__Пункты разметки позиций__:
● ● ● ●

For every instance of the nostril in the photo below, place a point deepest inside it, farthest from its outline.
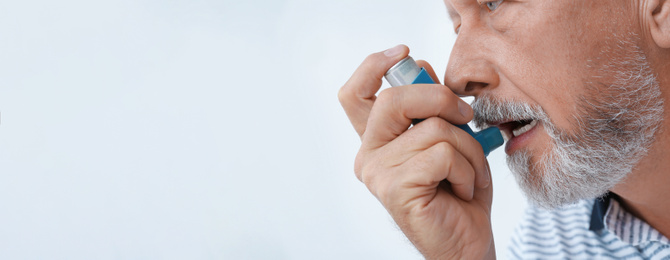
(472, 86)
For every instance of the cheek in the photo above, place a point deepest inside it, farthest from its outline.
(550, 58)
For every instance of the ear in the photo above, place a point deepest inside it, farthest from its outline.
(659, 23)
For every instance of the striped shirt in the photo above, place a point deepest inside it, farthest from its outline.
(593, 229)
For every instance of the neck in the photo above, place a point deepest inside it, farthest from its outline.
(645, 191)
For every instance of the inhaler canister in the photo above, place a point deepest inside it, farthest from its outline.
(407, 72)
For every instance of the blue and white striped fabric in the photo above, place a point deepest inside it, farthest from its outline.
(582, 231)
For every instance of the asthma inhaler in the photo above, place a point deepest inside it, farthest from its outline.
(407, 72)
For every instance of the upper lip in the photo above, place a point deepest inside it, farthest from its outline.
(508, 125)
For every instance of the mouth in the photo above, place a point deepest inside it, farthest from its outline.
(515, 128)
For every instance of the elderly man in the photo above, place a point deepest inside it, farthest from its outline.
(579, 87)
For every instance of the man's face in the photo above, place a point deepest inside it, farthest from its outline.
(566, 81)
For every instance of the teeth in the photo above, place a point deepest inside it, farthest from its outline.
(520, 131)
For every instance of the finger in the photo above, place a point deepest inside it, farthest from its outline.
(394, 109)
(433, 131)
(429, 69)
(357, 96)
(442, 162)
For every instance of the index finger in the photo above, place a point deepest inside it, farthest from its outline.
(358, 95)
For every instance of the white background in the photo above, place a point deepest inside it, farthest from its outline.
(200, 129)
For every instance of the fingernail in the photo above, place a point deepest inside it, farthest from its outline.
(464, 108)
(488, 176)
(393, 51)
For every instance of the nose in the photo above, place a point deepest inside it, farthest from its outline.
(470, 70)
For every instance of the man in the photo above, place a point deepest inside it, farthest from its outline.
(579, 87)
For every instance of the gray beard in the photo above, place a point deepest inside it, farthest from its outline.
(616, 123)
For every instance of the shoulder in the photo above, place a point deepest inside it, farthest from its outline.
(563, 233)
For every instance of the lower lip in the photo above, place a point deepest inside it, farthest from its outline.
(517, 142)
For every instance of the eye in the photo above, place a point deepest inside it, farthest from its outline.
(493, 5)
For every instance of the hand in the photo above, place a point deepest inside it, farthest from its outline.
(432, 178)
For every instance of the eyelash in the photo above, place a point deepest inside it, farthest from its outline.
(485, 4)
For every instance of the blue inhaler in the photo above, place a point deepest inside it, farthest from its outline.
(407, 72)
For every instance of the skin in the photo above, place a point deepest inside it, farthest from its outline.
(433, 178)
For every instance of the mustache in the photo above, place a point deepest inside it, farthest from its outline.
(489, 111)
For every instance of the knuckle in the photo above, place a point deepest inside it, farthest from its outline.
(389, 99)
(444, 150)
(443, 95)
(344, 95)
(437, 124)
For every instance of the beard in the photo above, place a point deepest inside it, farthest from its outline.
(615, 125)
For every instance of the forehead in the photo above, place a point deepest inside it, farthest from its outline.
(450, 9)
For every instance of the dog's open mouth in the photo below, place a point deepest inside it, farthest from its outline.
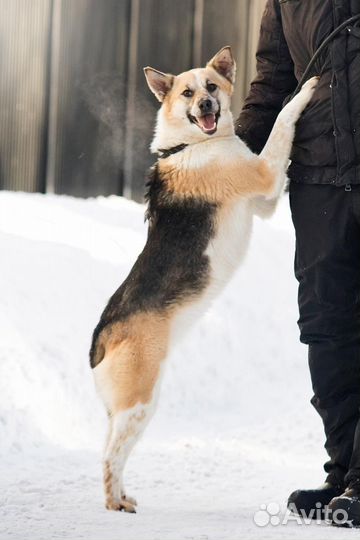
(207, 123)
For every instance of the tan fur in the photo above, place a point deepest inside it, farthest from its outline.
(219, 182)
(134, 350)
(129, 354)
(189, 80)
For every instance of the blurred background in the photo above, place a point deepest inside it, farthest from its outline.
(76, 116)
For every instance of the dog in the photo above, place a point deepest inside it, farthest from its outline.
(202, 194)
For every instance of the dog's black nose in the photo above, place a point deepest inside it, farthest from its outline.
(205, 106)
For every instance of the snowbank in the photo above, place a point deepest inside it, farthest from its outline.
(234, 428)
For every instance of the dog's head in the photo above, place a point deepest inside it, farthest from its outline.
(196, 103)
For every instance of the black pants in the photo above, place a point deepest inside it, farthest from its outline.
(327, 266)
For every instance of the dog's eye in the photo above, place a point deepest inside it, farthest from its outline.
(211, 87)
(188, 93)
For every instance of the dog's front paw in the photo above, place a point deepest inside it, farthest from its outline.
(125, 504)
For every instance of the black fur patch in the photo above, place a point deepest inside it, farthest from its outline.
(172, 266)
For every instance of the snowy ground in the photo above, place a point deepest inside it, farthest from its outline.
(234, 429)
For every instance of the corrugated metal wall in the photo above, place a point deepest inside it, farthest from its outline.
(24, 48)
(76, 116)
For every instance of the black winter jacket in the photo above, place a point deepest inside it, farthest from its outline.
(327, 142)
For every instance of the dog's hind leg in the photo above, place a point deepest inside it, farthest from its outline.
(126, 428)
(276, 151)
(128, 380)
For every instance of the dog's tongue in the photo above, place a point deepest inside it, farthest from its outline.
(207, 122)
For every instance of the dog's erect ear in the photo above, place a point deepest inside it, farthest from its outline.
(159, 83)
(224, 63)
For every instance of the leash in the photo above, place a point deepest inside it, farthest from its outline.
(346, 24)
(166, 152)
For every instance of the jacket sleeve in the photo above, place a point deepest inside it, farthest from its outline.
(274, 81)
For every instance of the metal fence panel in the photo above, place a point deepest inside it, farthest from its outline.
(90, 64)
(76, 115)
(24, 40)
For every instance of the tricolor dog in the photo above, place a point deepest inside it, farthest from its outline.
(202, 195)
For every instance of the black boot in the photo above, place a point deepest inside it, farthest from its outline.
(312, 503)
(345, 509)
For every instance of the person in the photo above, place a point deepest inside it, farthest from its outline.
(325, 203)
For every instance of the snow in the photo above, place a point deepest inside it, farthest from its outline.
(234, 429)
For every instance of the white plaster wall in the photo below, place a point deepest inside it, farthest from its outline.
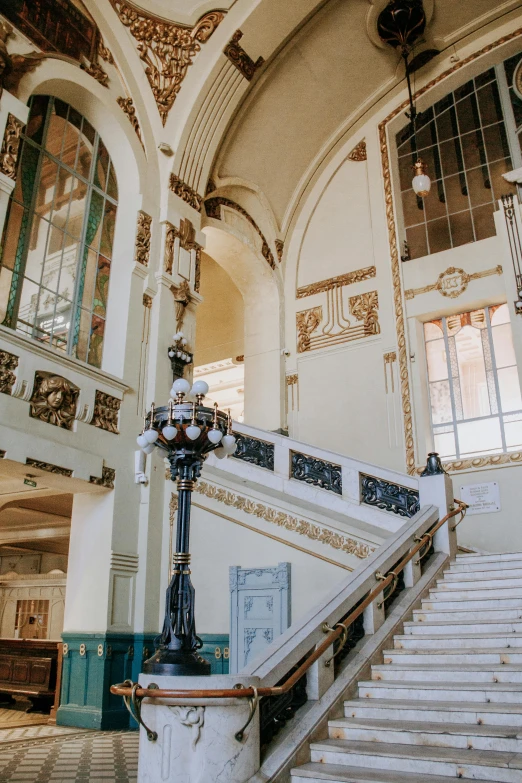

● ● ● ●

__Задание__:
Перепишите все пункты выше слово в слово, не включая в ответ изображения.

__Ответ ниже__:
For every instance of the nostril in the photo below, place a point deepest inside it, farthest from its outline.
(472, 86)
For every instance of the cheek in the photo above, place a point deepest inside it, farthest from its outline.
(550, 58)
For every instance of the ear in the photo above, place a point deepest inside it, farthest from its outline.
(659, 23)
For every instance of the striped shirt in the photo above, place a point deepest inside it, farthest from its outline.
(593, 229)
For every instance of the neck in the photo above, place a point deepest inside it, farthest from its outline.
(645, 191)
For every instance of the inhaler canister in the photo above, place a point deepest inside it, farthest from its outline.
(407, 72)
For every instance of the blue and white striped fabric in the photo above, place a point deepest inside it, farthest from its outline.
(582, 231)
For every instance of the asthma inhaler in the photo above, place a point deepest inside it, farthest from its outline.
(407, 72)
For every instance of the upper lip in the photo above, place a point deepest inside it, farthest from its outline.
(508, 125)
For every instance of the mouth in the photo above, place a point deepest inside it, farthest from its outline.
(515, 128)
For every instance of the elderly man in the photo above, place a point deepest inside it, farthest from its outline.
(579, 87)
For every instance of the man's face in the photo above, place a point deepest inside it, farthest from its outline.
(566, 81)
For every instance of the teeth in the photo above, place a point deepest inside it, farthest from its outline.
(520, 131)
For every instance of the finger in the photo above, place a point deepest inside it, farthest from its outline.
(394, 109)
(433, 131)
(429, 69)
(357, 96)
(442, 162)
For every instance of the index finger in the photo above, place a point deepest inside it, farthest from its outline.
(358, 95)
For every instance of the white background in the photo above, place a point deepest inside it, farthest from its outline.
(200, 129)
For every instance of the fingernail in the photo above, place a point deepest inside it, farthest from its outline.
(464, 108)
(488, 176)
(393, 51)
For every instance of the nose in the photo above, place a point deepest inside it, farthest from its outline.
(470, 70)
For every instance of the man in the photo above, place a point deepest inside it, farthest from its outline.
(579, 87)
For every instance of the gray beard in the photo above, place a point deepest inside it, farthest from its outline.
(616, 123)
For every instance of the shoulder in the photo above, place a point deepest inside it, farthest from its outline.
(563, 233)
For every instance of the lower lip in the photo above, place a point deepest inside it, farthest from its outline.
(517, 142)
For every instance of the eye in the photo above, place a point deepest inside it, farthest from its outline.
(493, 5)
For every instance of the hand in the photo above, place a point deepest inside it, farthest from its outline.
(432, 178)
For every instance of the eyelash in the photo above, place a point deepest inside it, farthest from its outline.
(485, 4)
For every instance of the blue inhaler in the photo above, place a point deepest inside it, farthest from its outline.
(407, 72)
For every instance of the skin in the photo above, place a point deepest inside it, farthest from its outline.
(433, 178)
For every instance of the mustache in the photo above, place a point deepest inside it, farthest from its outline.
(489, 111)
For every instance of the knuckle in the photo above, place a point deepest inside it, farthest from its outline.
(389, 99)
(444, 150)
(443, 95)
(344, 95)
(437, 124)
For every instance of the beard in the photo above, place a point deepest inside it, farthest from its outline.
(615, 125)
For every instance of the forehead in the photo above, place a point deepest inside it, farthest from its outline.
(450, 9)
For every instance of the dog's open mouth in the photo below, place a point deepest inside it, farthest from its outline.
(207, 123)
For every instance of the tan fur in the photo above, place a point deepest inside it, farthest from its outline.
(219, 182)
(134, 350)
(129, 354)
(189, 80)
For every instance of the blurred background in the photo above, place a point deepest inside it, farthest from its outline.
(76, 116)
For every instance of the dog in the photo above, place a point deepest inside it, farthest from its outline.
(202, 194)
For every instance of the dog's black nose in the photo above, place a point deepest inside it, farthest from its outline.
(205, 106)
For every instance of the snowbank in the photo above, place a point deepest inside it, farthest from its outline.
(234, 428)
For every instance of the dog's head in the photo above, place a point deepest inside it, farthest from its outline.
(196, 103)
For every instance of the black pants in the photo above, place a point deepest inside it, farthest from its outline.
(327, 266)
For every instance of the dog's eye in the photo above, place a point deepest inside it, farthest from its outline.
(211, 87)
(188, 93)
For every instance of the dog's front paw in the photo above, place a point deepest inside it, farthest from its outline.
(125, 504)
For every instance of the black fur patch in the photo above, place a point deepest inside it, farthest from its outline.
(172, 266)
For every instance of the snowy ground in the photo above, place a point deepest inside it, farthest from its outline.
(234, 429)
For every instance of the corrugated metal wall in the photo above, place a point deepest inside it, farthest from its outline.
(24, 48)
(76, 116)
For every instance of the black winter jacket in the photo above, place a point deepest inside it, farthest from its outline.
(327, 142)
For every instance of the dog's hind leg in the photo above, place a point deepest inside it, farthest from its outline.
(126, 428)
(276, 151)
(128, 380)
For every instance of the dog's tongue in the photo above, place a point deepest inside it, farthest from its outline.
(207, 122)
For every instance of the dog's erect ear in the photo above, place a point deepest inside it, farthest from its outline.
(159, 83)
(224, 63)
For every instance of the leash in the photo above, place a point deepest inside it, farthest from its outline.
(346, 24)
(166, 152)
For every instance of the jacket sleeve in the photo above, place a point deepest inside it, farthest from its outline.
(274, 81)
For every instance of the metal fence panel in the photo above, place a point deepest inside it, farthest from its outline.
(90, 64)
(76, 115)
(24, 40)
For every instance of the tricolor dog in the photo above, place a point deepest inside it, farthest from its outline.
(202, 195)
For every instance of the black boot in the photo above, place a point deepest inside it, farthest from its outline.
(312, 503)
(345, 509)
For every instance of the person in the photo above, place a point deepest inside it, farthest from its outline.
(325, 203)
For every instance of the snow in the photo above, place a point deepest inside it, farthest from its outline.
(234, 429)
For every instance of the white plaster wall in the photo below, place a point deepest inside it, farthest from its outline.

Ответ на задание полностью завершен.